### Exercise
Quote all of the records below line for line, with nothing changed. Leave the pictures out of your answer.

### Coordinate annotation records

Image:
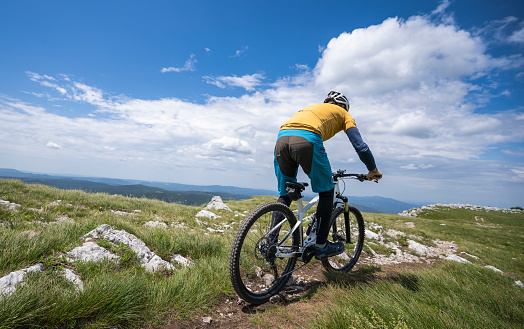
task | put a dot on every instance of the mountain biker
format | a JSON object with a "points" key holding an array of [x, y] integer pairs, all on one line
{"points": [[300, 143]]}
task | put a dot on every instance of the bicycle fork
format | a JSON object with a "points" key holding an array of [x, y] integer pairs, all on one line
{"points": [[346, 221]]}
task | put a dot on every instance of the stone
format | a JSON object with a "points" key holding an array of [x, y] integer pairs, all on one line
{"points": [[70, 276], [217, 203], [494, 269], [157, 263], [156, 224], [181, 260], [149, 259], [207, 214], [90, 252], [459, 259], [8, 283]]}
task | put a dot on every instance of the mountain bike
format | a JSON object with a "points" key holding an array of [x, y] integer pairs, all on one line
{"points": [[271, 239]]}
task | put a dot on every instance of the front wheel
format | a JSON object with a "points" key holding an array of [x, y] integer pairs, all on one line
{"points": [[348, 228], [256, 271]]}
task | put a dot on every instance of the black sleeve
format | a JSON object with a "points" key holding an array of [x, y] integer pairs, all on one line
{"points": [[362, 149]]}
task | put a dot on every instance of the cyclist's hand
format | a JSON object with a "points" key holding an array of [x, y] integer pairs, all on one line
{"points": [[374, 174]]}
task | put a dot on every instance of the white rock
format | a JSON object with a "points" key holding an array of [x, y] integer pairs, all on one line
{"points": [[90, 252], [372, 235], [181, 260], [157, 263], [206, 213], [69, 275], [10, 205], [419, 248], [459, 259], [494, 269], [144, 254], [156, 224], [8, 283], [106, 232], [217, 203]]}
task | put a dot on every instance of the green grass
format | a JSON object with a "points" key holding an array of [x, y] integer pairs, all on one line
{"points": [[445, 296], [116, 294], [123, 294]]}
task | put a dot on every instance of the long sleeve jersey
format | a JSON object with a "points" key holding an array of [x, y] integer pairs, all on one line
{"points": [[327, 120]]}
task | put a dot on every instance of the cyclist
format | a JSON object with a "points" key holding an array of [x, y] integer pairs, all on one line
{"points": [[300, 143]]}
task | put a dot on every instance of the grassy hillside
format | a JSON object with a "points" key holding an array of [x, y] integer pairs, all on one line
{"points": [[441, 295]]}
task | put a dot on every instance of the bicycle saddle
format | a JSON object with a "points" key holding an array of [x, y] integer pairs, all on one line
{"points": [[297, 185]]}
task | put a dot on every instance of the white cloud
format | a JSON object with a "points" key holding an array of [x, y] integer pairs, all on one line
{"points": [[517, 36], [414, 87], [53, 145], [238, 53], [248, 82], [189, 65]]}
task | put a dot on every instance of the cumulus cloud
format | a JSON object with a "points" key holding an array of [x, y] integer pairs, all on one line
{"points": [[415, 86], [248, 82], [238, 53], [53, 145], [189, 65]]}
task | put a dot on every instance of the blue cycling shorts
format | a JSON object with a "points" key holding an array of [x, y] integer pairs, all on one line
{"points": [[302, 148]]}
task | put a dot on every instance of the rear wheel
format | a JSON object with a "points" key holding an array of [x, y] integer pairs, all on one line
{"points": [[254, 268], [351, 232]]}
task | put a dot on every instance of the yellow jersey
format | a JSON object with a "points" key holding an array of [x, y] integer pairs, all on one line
{"points": [[323, 119]]}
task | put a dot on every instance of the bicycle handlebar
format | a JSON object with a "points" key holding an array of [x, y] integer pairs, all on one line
{"points": [[342, 173]]}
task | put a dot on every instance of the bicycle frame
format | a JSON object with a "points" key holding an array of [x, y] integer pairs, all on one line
{"points": [[300, 214]]}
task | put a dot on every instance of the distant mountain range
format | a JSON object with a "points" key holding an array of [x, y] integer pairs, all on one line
{"points": [[193, 195]]}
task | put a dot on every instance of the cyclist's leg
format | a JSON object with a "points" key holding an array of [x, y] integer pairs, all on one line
{"points": [[322, 183], [323, 214], [290, 168]]}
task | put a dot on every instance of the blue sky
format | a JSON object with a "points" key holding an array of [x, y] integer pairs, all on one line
{"points": [[194, 92]]}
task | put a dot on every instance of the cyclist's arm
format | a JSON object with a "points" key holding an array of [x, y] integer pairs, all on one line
{"points": [[362, 149]]}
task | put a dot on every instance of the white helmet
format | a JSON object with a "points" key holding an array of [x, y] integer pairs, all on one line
{"points": [[335, 96]]}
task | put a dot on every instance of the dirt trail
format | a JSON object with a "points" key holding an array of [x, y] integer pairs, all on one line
{"points": [[291, 309]]}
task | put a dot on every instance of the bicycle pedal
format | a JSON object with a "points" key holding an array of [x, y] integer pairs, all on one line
{"points": [[308, 253]]}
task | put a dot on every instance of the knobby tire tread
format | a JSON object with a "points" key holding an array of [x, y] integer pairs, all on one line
{"points": [[236, 247], [362, 234]]}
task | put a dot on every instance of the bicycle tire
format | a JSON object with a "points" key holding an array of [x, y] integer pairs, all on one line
{"points": [[252, 256], [347, 260]]}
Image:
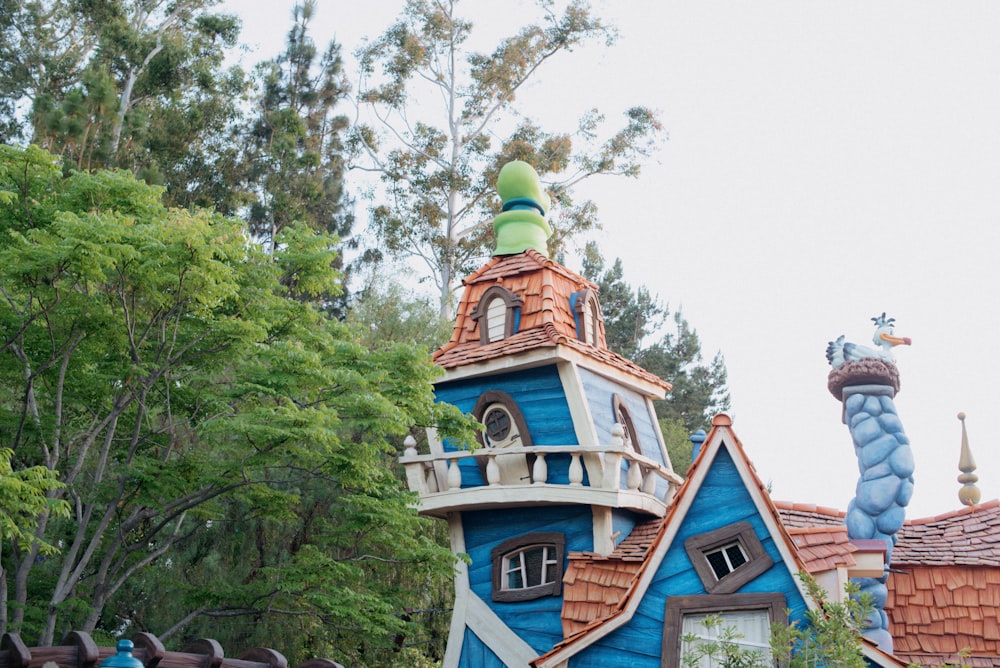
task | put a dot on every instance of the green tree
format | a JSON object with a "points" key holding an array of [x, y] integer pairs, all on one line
{"points": [[296, 161], [438, 168], [193, 397], [829, 635], [634, 323], [135, 85]]}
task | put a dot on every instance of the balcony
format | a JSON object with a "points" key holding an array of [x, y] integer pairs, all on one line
{"points": [[603, 475]]}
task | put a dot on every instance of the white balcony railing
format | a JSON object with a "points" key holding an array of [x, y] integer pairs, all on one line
{"points": [[440, 474]]}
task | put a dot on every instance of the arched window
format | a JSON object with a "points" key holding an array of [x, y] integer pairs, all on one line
{"points": [[528, 567], [624, 418], [497, 314], [504, 426], [587, 313]]}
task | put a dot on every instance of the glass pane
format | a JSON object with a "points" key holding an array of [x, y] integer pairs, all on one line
{"points": [[533, 562], [496, 319], [497, 423], [717, 560], [736, 556]]}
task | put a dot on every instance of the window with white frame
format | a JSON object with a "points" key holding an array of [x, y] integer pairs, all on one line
{"points": [[749, 616], [496, 314], [750, 630], [587, 312], [528, 567], [727, 558]]}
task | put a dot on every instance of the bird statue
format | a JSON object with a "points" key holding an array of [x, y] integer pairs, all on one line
{"points": [[840, 351]]}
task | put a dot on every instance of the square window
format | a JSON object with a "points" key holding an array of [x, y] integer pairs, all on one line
{"points": [[727, 558], [749, 615], [528, 567]]}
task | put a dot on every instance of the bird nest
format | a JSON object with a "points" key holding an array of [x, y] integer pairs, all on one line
{"points": [[868, 371]]}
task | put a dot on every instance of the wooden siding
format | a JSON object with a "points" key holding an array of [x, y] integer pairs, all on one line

### Answer in full
Image:
task | put a dot on every instance of the mountain biker
format | a JSON object with a "points" key holding an array of [x, y] integer pairs, all on one line
{"points": [[300, 143]]}
task | put a dot on every instance of the bicycle fork
format | a JSON object with a "points" key holding an array of [x, y] integer pairs, all on one line
{"points": [[346, 221]]}
task | put a dot on every instance of the stone
format | a JSON object with a "points" key holding an array of [x, y] integer pairs, all on one line
{"points": [[70, 276], [217, 203], [494, 269], [157, 263], [156, 224], [181, 260], [149, 259], [207, 214], [90, 252], [459, 259], [8, 283]]}
task | put a dot on every instance of the mountain bike
format | a JSON object with a "points" key holding an array of [x, y] integer pairs, all on one line
{"points": [[271, 239]]}
task | put a dot on every instance of the front wheel
format | a JSON object with a "points" key holding an array of [x, y] integer pairs, all on one line
{"points": [[348, 228], [256, 271]]}
task | put a dot on every instance of the black sleeve
format | a JSON object with a "points" key holding an array of [x, y] integer pairs, all on one line
{"points": [[362, 149]]}
task | put a dot on every instance of the cyclist's hand
format | a JSON object with a "points" key holding an array of [x, y] integer pairs, all on one line
{"points": [[374, 174]]}
task | put a dot on every instance of the white rock
format | a JSON object with a "points" key holding an array of [x, y] integer pairs, all on one line
{"points": [[90, 252], [372, 235], [181, 260], [157, 263], [206, 213], [69, 275], [10, 205], [419, 248], [459, 259], [494, 269], [144, 254], [156, 224], [8, 283], [106, 232], [217, 203]]}
task | put a dot on every instance of the green grass
format | a JSON object with a "points" key holding an array of [x, y] integer pairs, all on one line
{"points": [[445, 296], [116, 294], [123, 294]]}
task | put a dot on every instance of the long sleeve jersey
format | a JSON object with a "points" key holding an array of [x, y] integer pairs, all on one line
{"points": [[327, 120]]}
task | put a dot on every instance of the cyclist
format | a JSON object with a "points" key holding an array of [x, y] integer pairs, all on one line
{"points": [[300, 143]]}
task | put a dot on every instance of the grassy hillside
format | a JSON object with a "points" key holding an array of [x, y] integer pairs, all on one line
{"points": [[441, 295]]}
task | put a dot on every instance of the bicycle saddle
format | a JSON object with a "points" key holding an array of [x, y] integer pairs, all on one line
{"points": [[297, 185]]}
task | put a dot on every instance of the white cloud
format | a JSON object with a "points" key holding an array of [x, y] integer pairs, all on one line
{"points": [[517, 36], [414, 87], [53, 145], [238, 53], [248, 82], [189, 65]]}
task | put a dot on every instance of the cumulus cloud
format | a JSON object with a "points" key holding an array of [x, y] integer pairs, all on one line
{"points": [[415, 86], [248, 82], [238, 53], [53, 145], [189, 65]]}
task | put a dot on every instance of the blue cycling shorts
format | a JSON object with a "points" key holding an array of [x, y] integer pairs, all on one line
{"points": [[302, 148]]}
task | put a dot on every instance of the rear wheel
format | a JSON object with a "points" key holding an array of [x, y] integer pairs, all on one line
{"points": [[254, 268], [351, 232]]}
task | put a dot on every instance of the yellow jersey
format | a JSON object with a "points" key holding an array of [x, y] integer pairs, all on one line
{"points": [[323, 119]]}
task | put a dot on every instance of the bicycle handlebar
format | a JSON object with a "points" key holding an array of [x, y] integer pairs, all on one line
{"points": [[342, 173]]}
task | put a dot on every instance of the bicycle frame
format | a JSON object with a "points" key holding an array of [x, y] integer pairs, all on one line
{"points": [[300, 214]]}
task | put a dot on every instance of the distant mountain range
format | a JSON object with a "points" key holding an array of [x, y] integer pairs, all on one line
{"points": [[193, 195]]}
task | put a dot on every instance of the cyclist's leg
format | a JSON object with a "points" key holding an array of [x, y] integer pairs, all on one line
{"points": [[322, 183], [323, 214], [290, 168]]}
task | put a dot on every instance of the blue sky
format | a JSON object with a "points" key holding an array of [x, y] integer pairs, all on one line
{"points": [[194, 92]]}
task | put a dot on every instance of the cyclist's arm
format | a JSON object with a "points" key holding an array of [x, y] integer pairs, all on one line
{"points": [[362, 149]]}
task | put a dot on every instance of the white helmet
format | a JSON object with a "points" key holding an array of [x, y] integer pairs, all on one line
{"points": [[335, 96]]}
task | put a dot on every instance of the dirt trail
format | a JSON object with a "points" key holding an array of [x, y] integer pairs, all on one line
{"points": [[291, 309]]}
task | put a dot on every instance of the bicycle pedal
format | a JSON object with a "points" key holding an array of [x, y] integer pairs, all on one line
{"points": [[308, 253]]}
task | put a dot on every instance of the knobby tire tread
format | a JSON object with a "points" key holding an array of [x, y] integer pairs, all on one line
{"points": [[236, 247], [362, 234]]}
task | put a dot on every instance of the bicycle tire
format | a JSON object with a "points" key holding an array of [x, y] integer pairs, all on one line
{"points": [[252, 256], [347, 260]]}
Image:
task | put a dot on every instance of the green tree
format | a JSON object with a "points" key holding an array of [x, y] integer pairs, all on one line
{"points": [[296, 161], [438, 168], [193, 397], [829, 635], [634, 323], [135, 85]]}
task | put a dot on every instance of the balcony
format | a JSON object with a "points" key holding an array of [x, y] integer pairs, all on one line
{"points": [[603, 475]]}
task | put a dot on every instance of the white balcony railing
format | a JSON object with a "points" key holding an array of [x, y] integer pairs, all on one line
{"points": [[440, 474]]}
task | put a dot on every instance of the arched window
format | a JSON object with a "points" key holding an array of [x, y] integer pairs, all on one line
{"points": [[528, 567], [624, 418], [497, 314], [504, 426], [587, 313]]}
task | put a dot on every instance of the glass pane
format | a JSON object with a "points" key holding an array of [x, y] integer pairs, all on one line
{"points": [[533, 562], [496, 319], [497, 423], [717, 560], [736, 556]]}
task | put a dot on every instance of the window with white frame
format | a JSON object with a "points" key holding an array of [x, y] integer pairs, all on one line
{"points": [[749, 616], [496, 314], [750, 630], [587, 312], [528, 567], [727, 558]]}
task | put a dot on every instance of the bird statue
format | a JSON object with a "points" key holding an array of [x, y] integer pairs, all on one line
{"points": [[840, 351]]}
task | put a dot on every instance of the square window
format | a JSON object with a "points" key holding an array of [x, y] integer pairs, all on one line
{"points": [[727, 558], [749, 615], [528, 567]]}
task | put a dot on every instance of the bird nest
format | a JSON object with a "points" key holding an array of [x, y] integer pairs, all on one line
{"points": [[868, 371]]}
task | put a dot on every instance of the wooden siding
format | a JSON object with a "points" key holding an array of [x, y] integer pairs, all on one line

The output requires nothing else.